本文抜粋:
▼▼▼

28歳女性。10代の頃からひどい生理痛で、まず激痛がくるところから開始する。鎮痛剤が間に合えば寝込むくらいですむが、間に合わないと七転八倒の苦しみである。腹痛以外に、頭痛・吐き気・内股からくるぶしにかけての痛みもある。月経周期35日、出血は2日間。
わたしがこの方に初めてお会いしたときは、かなりお辛い状態でした。痛み止めのおくすりを使って運良く効いても、寝込むほどの痛みがあり、日常生活に著しく支障がおありでした。
くわしくお話をうかがうと、月経量はかなり少なく、カサカサと乾燥したようなものが少量下りて終わってしまうとのこと。この方にとって月経とは、出血よりも痛みが主だったのです。
胃腸もあまりお丈夫でなく、気持ちも滅入りがちでした。漢方で調節するとよい部分は複数おありのお身体でしたが、まずご本人にとってもっとも辛い、月経に伴う「頭痛」「吐き気」「内股からくるぶしにかけての痛み」の改善を狙いました。
実はこれらの痛みは、「経絡」に入り込んだ「冷え」によって引き起こされる症状です。そこで、その入り込んだ「冷え」を追い出す処方を使用したところ、次回の月経時、「頭痛」「腹痛」は程度が軽くなり、「吐き気」はほとんどなく、「内股からくるぶしの痛み」は消失しました。

▲▲▲

(収集した記録)
▼▼▼

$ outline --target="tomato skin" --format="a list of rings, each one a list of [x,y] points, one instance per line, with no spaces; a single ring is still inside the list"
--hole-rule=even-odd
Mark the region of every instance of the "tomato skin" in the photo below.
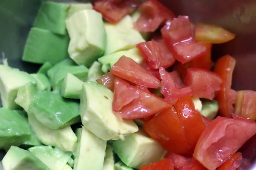
[[[121,56],[112,67],[110,72],[139,86],[157,88],[160,81],[132,59]]]
[[[161,32],[170,51],[182,63],[206,54],[206,48],[196,42],[192,37],[191,24],[187,16],[174,18],[161,28]]]
[[[172,66],[176,59],[163,42],[157,42],[154,40],[143,42],[136,45],[150,68],[167,68]]]
[[[237,152],[218,167],[216,170],[236,170],[240,166],[242,159],[242,153]]]
[[[215,170],[255,133],[255,122],[219,116],[202,133],[193,156],[208,169]]]
[[[165,158],[157,162],[142,166],[140,170],[174,170],[173,164],[170,159]]]
[[[236,64],[236,60],[229,55],[224,56],[217,61],[214,71],[218,74],[222,80],[221,89],[216,95],[219,106],[219,115],[231,117],[234,112],[233,104],[234,103],[233,96],[235,92],[231,89],[232,74]]]

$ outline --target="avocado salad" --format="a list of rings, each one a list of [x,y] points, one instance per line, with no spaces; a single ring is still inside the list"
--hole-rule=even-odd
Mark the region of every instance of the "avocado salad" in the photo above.
[[[123,55],[144,60],[136,44],[152,32],[134,28],[140,15],[113,24],[90,3],[42,3],[22,58],[41,67],[29,74],[0,64],[0,169],[128,170],[163,158],[144,122],[116,114],[114,92],[98,83]],[[216,100],[193,100],[215,117]]]

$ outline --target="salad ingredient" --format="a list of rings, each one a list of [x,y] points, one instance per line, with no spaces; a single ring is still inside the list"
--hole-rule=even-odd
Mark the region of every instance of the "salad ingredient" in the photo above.
[[[93,82],[84,83],[82,86],[80,114],[85,127],[106,141],[138,131],[132,120],[121,120],[113,113],[113,92]]]
[[[67,19],[66,25],[70,37],[70,57],[78,65],[90,66],[105,50],[106,35],[101,14],[93,9],[80,11]]]
[[[84,127],[77,130],[78,141],[74,170],[102,169],[107,142],[97,137]]]
[[[158,143],[150,139],[141,129],[126,136],[125,140],[114,141],[112,147],[126,165],[137,169],[158,161],[164,151]]]
[[[5,170],[31,169],[50,170],[47,166],[31,153],[12,146],[2,160]]]

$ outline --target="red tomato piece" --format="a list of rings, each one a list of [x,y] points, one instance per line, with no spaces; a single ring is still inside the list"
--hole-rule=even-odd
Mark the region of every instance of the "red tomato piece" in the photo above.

▲▲▲

作業指示 1:
生理痛の相談例の文章を読んで、次の問いに答えてください。
(a) この女性の月経周期は何日ですか。
(b) 月経のときに少量下りて終わってしまうのは、どのようなものですか。
(c) 処方を使った次回の月経時、「内股からくるぶしの痛み」はどうなりましたか。
作業指示 2:
次の文が生理痛の相談例の文章と合っているかどうか、はい・いいえで答え、決め手となる文章中の言葉をそのまま引用してください。
(a) ひどい生理痛は10代の頃からある。
(b) 最初に改善を狙ったのは、胃腸の弱さだった。
(c) 処方を使った後も、「吐き気」は前と変わらなかった。

記述回答 1:
(a) 35日
(b) カサカサと乾燥したようなもの
(c) 消失した

記述回答 2:
(a) はい。「10代の頃からひどい生理痛で」
(b) いいえ。「まずご本人にとってもっとも辛い、月経に伴う「頭痛」「吐き気」「内股からくるぶしにかけての痛み」の改善を狙いました」
(c) いいえ。「「吐き気」はほとんどなく」